WHAT IS BEING ASKED -
Repeat verbatim, and only, the lines of the data below, beginning at the line that contains "# point: curved" and stopping after the line that contains "# point: olive".

Stored data entries -
.....

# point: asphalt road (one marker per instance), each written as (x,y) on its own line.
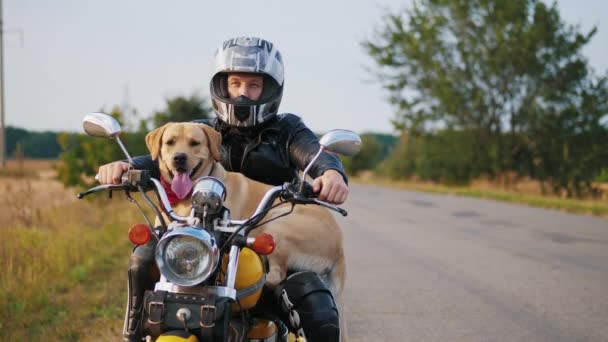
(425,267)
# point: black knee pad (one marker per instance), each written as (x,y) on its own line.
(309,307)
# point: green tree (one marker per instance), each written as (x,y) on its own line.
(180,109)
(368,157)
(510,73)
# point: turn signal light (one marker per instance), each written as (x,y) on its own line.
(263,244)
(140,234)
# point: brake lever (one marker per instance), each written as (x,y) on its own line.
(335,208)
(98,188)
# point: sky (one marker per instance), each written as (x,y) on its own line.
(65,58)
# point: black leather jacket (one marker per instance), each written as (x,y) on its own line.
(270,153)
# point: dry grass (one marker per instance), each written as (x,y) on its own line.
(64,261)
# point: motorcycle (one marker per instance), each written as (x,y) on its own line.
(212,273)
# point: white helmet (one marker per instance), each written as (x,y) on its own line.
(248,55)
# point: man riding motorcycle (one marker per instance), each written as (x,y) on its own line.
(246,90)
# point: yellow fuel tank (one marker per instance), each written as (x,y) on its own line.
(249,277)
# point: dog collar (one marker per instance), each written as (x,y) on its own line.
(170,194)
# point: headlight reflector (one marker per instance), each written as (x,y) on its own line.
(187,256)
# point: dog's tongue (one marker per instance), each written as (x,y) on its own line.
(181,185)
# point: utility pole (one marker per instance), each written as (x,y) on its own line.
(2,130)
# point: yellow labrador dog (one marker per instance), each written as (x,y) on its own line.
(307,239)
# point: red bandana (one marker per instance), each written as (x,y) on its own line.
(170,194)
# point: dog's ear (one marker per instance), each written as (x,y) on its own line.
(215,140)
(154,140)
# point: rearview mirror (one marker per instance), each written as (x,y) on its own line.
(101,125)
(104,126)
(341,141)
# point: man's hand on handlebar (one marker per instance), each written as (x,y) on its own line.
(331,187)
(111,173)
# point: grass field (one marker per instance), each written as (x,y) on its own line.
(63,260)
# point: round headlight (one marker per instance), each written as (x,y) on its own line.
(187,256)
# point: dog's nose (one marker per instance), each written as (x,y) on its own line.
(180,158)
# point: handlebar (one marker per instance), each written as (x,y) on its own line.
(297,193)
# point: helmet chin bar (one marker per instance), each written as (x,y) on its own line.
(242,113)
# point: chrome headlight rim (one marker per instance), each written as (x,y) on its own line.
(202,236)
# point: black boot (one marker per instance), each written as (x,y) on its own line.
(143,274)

.....

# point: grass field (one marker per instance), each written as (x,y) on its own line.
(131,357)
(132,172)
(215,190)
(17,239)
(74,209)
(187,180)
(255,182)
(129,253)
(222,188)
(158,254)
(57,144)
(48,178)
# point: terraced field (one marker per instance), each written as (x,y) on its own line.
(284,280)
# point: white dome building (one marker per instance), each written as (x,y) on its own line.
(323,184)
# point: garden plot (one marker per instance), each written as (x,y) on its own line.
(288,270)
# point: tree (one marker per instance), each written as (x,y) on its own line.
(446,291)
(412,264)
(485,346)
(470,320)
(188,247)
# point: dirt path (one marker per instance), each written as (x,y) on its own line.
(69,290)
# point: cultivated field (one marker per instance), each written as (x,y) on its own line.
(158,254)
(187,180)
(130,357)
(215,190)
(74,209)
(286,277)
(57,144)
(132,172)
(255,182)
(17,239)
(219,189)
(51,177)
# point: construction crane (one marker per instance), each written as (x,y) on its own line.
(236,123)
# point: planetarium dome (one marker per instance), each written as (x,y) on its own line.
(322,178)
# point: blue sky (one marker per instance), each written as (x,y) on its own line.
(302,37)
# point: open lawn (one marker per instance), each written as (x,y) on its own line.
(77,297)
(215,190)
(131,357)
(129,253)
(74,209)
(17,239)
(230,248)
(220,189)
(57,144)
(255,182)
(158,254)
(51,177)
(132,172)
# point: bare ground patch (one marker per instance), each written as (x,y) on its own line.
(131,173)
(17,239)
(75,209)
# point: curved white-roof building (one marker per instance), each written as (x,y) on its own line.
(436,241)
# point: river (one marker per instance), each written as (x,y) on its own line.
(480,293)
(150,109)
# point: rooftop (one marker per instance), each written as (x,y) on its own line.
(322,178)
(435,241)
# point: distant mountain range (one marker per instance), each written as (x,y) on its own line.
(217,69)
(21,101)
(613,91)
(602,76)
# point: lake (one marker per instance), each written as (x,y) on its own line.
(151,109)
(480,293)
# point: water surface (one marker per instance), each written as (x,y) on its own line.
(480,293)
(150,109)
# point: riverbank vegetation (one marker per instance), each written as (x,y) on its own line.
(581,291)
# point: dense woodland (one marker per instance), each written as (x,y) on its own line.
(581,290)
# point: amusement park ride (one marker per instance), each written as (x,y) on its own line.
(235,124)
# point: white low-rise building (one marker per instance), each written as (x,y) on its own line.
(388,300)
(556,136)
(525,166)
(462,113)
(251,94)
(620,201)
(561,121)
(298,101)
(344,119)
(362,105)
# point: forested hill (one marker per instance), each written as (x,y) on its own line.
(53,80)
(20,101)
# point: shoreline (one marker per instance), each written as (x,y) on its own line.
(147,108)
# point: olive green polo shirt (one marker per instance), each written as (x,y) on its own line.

.....

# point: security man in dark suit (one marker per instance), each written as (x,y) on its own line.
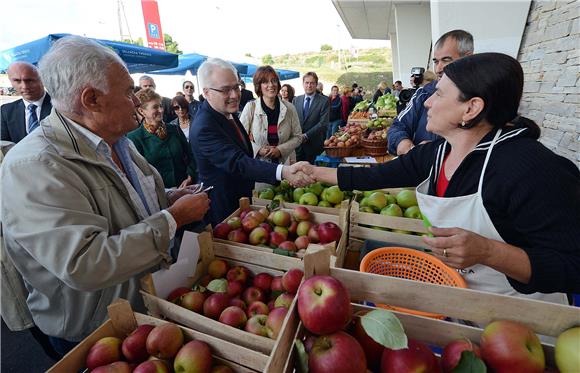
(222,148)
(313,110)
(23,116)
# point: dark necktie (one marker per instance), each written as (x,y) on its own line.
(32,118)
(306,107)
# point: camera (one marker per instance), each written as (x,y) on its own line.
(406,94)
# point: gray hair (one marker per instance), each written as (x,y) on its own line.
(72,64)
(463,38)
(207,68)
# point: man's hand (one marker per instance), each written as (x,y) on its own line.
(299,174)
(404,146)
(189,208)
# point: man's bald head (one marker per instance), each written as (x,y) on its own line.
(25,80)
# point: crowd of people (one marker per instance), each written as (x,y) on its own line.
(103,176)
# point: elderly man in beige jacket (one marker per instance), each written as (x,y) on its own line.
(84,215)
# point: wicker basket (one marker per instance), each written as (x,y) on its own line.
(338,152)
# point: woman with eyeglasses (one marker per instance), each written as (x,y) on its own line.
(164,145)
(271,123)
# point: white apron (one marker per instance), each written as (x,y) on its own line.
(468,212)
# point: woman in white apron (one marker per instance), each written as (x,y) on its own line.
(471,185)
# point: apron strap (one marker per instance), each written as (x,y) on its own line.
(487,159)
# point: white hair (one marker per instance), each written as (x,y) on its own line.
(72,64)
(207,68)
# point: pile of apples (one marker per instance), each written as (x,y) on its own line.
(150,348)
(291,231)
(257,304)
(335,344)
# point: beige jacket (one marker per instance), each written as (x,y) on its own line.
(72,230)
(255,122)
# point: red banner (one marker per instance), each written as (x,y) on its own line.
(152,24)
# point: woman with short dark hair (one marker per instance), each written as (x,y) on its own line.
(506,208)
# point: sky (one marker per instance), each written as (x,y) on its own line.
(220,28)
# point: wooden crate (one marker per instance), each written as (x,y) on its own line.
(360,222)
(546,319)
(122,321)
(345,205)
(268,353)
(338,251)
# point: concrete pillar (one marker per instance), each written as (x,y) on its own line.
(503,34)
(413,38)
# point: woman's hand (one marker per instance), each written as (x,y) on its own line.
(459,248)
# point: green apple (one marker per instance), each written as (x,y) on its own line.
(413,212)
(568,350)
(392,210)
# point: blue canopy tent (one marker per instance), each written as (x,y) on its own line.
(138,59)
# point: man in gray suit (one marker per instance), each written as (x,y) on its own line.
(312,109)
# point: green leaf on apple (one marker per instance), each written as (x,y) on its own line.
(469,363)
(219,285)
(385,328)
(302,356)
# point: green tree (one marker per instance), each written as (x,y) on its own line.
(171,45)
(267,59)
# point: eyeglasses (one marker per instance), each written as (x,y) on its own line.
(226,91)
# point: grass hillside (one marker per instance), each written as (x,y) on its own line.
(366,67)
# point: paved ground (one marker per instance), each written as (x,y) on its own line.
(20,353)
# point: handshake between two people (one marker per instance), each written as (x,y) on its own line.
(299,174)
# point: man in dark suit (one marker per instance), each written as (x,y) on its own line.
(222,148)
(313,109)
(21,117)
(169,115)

.....

WRITTEN ANSWER -
# point: curved white-roof building (one marker per instance), each written as (x,y) on its own line.
(436,241)
# point: river (one marker per instance), each written as (x,y) on its own line.
(480,293)
(150,109)
# point: rooftop (one marker per instance), each written as (x,y) on its own line.
(322,178)
(435,241)
# point: distant mountain range (one marker per instance), each written as (x,y) on its own line.
(217,69)
(21,101)
(613,91)
(602,76)
# point: lake (one marker per instance), each written as (x,y) on its own line.
(151,109)
(480,293)
# point: water surface (one marker per instance), each written as (x,y) on its own line.
(480,293)
(150,109)
# point: riverbank vegetation (one marker per instance), each written as (x,y) on its own line.
(581,291)
# point: dense woodland (one marker per instance), each written as (x,y) on its own line.
(581,290)
# point: amusement park ride (one marker per instance), each written as (x,y) on its own line.
(235,124)
# point: white low-rise building (one marker per instance), each written as (x,y) on its own line.
(388,300)
(556,136)
(525,166)
(462,113)
(251,94)
(620,201)
(561,121)
(298,101)
(344,119)
(362,105)
# point: forested hill (one marker per instance), each written as (x,y) on its own line.
(53,80)
(20,101)
# point: shoreline (one marker per instance), each written as (x,y) on its own line.
(147,108)
# point: olive green polo shirt (one marker per instance), each written as (x,y) on its own line.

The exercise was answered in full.